TASK PROMPT:
Retype the records from the start through the line containing "129 104 L 125", including that line, keeping every character as it appears.

DATASET RECORDS:
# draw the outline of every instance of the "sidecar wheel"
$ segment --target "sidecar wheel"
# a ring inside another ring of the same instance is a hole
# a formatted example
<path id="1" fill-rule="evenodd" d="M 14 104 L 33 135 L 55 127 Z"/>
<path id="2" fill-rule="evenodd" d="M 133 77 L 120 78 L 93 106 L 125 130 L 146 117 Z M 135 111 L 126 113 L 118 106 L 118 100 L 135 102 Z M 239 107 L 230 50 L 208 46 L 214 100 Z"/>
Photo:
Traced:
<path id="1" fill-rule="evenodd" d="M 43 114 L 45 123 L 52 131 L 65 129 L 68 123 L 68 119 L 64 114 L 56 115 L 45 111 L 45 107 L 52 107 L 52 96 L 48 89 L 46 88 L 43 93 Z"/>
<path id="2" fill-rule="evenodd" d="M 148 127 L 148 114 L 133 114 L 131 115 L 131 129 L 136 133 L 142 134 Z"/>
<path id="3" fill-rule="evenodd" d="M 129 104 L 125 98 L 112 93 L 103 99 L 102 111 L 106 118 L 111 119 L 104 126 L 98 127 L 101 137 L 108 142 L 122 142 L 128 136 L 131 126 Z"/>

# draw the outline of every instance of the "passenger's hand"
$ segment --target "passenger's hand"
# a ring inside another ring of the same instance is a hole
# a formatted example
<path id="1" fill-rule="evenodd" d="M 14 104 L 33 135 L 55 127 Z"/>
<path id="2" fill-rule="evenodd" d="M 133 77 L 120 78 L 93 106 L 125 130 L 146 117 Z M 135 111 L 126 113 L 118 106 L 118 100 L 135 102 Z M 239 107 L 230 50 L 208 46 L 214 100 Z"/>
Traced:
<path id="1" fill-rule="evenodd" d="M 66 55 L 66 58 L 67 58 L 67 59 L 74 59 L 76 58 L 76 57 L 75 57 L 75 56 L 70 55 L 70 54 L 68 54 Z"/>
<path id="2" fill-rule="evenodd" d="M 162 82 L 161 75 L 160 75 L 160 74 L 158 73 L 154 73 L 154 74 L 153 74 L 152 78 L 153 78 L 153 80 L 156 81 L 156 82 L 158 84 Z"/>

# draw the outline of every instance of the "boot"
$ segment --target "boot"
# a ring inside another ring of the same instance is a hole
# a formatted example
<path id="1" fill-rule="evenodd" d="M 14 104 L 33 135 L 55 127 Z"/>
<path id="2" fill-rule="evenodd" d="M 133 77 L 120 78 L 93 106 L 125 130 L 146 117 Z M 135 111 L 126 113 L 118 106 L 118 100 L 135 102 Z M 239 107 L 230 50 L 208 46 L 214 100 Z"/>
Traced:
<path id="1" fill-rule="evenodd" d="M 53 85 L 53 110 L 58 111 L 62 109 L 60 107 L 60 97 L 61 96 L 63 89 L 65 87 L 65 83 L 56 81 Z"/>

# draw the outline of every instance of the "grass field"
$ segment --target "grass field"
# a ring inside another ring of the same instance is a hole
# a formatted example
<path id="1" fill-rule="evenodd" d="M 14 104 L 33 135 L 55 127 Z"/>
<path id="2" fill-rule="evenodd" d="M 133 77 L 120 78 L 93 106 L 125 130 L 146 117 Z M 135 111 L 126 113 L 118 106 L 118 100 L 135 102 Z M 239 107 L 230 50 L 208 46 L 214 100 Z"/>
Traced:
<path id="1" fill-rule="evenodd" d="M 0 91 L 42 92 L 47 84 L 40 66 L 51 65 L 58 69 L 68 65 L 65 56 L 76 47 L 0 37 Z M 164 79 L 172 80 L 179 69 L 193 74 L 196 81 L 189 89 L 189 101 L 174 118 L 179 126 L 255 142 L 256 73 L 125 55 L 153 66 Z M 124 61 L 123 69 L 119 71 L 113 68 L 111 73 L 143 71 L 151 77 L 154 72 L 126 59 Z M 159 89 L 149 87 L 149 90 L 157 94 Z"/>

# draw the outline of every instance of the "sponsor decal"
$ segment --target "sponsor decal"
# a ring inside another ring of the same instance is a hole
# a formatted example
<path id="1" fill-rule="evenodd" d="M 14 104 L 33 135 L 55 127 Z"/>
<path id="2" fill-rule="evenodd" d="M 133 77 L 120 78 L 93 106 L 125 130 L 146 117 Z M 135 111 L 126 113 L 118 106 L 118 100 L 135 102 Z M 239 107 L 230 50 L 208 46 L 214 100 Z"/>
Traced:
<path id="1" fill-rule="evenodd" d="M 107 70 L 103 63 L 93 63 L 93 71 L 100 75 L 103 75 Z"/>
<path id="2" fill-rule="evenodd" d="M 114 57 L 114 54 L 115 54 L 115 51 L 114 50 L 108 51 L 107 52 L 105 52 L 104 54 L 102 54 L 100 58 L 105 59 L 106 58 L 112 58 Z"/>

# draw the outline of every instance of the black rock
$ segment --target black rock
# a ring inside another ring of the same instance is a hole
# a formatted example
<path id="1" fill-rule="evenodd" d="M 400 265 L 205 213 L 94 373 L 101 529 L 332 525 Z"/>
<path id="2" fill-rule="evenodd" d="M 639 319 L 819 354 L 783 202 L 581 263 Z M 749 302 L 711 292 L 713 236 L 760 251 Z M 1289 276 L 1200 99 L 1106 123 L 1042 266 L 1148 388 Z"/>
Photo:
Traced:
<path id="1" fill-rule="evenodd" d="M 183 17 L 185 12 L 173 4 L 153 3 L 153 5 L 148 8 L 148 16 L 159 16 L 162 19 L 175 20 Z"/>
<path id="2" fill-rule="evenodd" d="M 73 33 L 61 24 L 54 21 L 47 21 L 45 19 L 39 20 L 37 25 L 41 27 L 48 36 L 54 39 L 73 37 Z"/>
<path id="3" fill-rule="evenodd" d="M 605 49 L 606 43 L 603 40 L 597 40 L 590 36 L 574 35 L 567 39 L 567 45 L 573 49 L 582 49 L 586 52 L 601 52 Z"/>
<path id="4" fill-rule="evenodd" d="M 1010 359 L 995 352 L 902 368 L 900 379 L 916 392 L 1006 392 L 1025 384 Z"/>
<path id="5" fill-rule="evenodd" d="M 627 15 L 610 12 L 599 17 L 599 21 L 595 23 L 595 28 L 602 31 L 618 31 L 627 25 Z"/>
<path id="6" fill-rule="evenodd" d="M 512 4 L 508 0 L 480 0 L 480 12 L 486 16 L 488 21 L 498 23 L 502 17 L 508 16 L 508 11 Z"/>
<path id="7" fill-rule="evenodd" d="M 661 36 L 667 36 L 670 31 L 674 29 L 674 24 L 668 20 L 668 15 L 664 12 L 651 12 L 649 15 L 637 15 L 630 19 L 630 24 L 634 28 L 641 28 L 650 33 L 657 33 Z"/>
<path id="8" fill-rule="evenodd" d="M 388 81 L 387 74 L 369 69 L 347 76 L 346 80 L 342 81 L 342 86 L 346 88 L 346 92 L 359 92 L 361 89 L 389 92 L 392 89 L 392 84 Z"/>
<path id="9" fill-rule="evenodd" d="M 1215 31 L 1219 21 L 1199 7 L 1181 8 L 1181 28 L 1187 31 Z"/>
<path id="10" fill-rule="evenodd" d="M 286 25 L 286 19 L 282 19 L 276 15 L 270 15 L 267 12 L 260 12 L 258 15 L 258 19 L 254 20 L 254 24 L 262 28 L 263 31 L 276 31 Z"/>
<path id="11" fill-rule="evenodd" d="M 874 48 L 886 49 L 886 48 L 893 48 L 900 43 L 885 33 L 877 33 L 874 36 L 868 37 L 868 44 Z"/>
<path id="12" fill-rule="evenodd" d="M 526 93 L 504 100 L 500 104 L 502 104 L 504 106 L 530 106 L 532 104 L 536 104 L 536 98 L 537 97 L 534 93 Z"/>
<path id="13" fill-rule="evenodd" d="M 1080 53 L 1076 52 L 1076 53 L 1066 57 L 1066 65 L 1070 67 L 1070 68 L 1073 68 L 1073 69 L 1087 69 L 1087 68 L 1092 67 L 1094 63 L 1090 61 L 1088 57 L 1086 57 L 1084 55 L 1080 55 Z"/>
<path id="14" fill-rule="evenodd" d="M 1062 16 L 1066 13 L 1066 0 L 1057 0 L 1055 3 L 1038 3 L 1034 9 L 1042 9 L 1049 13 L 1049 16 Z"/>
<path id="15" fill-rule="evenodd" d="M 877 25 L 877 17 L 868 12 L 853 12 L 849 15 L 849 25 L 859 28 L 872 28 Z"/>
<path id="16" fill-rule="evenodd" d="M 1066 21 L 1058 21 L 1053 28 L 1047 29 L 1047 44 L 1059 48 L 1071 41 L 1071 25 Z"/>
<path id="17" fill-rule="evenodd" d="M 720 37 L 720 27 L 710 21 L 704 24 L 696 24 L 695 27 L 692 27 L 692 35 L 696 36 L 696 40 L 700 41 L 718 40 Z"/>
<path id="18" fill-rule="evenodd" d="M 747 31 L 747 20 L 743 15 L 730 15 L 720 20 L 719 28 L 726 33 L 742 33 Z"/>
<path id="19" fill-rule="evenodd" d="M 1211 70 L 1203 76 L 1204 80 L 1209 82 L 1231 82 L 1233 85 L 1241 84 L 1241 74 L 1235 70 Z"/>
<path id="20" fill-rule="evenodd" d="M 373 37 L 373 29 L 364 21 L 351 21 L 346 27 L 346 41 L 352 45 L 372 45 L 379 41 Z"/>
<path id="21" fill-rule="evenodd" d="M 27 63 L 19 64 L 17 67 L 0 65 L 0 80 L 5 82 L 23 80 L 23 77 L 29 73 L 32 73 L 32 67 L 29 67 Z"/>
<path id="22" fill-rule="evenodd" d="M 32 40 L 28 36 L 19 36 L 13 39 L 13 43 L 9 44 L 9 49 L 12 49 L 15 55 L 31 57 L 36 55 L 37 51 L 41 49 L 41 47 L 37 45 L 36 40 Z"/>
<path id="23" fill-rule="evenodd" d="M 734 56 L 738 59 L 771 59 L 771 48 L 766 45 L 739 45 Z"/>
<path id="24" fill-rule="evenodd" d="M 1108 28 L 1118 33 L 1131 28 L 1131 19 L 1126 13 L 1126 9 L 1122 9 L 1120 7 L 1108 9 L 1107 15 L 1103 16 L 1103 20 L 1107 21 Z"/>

RESPONSE TO THE EXERCISE:
# draw the outline of every instance of the "sidecar wheel"
$ segment --target "sidecar wheel"
# a ring inside another ring of the same instance is a hole
# a formatted example
<path id="1" fill-rule="evenodd" d="M 14 104 L 33 135 L 55 127 Z"/>
<path id="2" fill-rule="evenodd" d="M 133 77 L 120 78 L 93 106 L 125 130 L 146 117 Z M 135 111 L 126 113 L 118 106 L 118 100 L 135 102 Z M 239 107 L 230 50 L 208 46 L 214 100 Z"/>
Photo:
Traced:
<path id="1" fill-rule="evenodd" d="M 43 114 L 45 123 L 52 131 L 65 129 L 68 123 L 68 119 L 64 114 L 56 115 L 45 111 L 45 107 L 52 107 L 52 96 L 48 89 L 46 88 L 43 93 Z"/>
<path id="2" fill-rule="evenodd" d="M 148 127 L 148 114 L 133 114 L 131 115 L 131 129 L 136 133 L 142 134 Z"/>
<path id="3" fill-rule="evenodd" d="M 129 104 L 125 98 L 112 93 L 103 99 L 102 111 L 106 118 L 111 119 L 104 126 L 98 127 L 101 137 L 108 142 L 122 142 L 128 136 L 131 126 Z"/>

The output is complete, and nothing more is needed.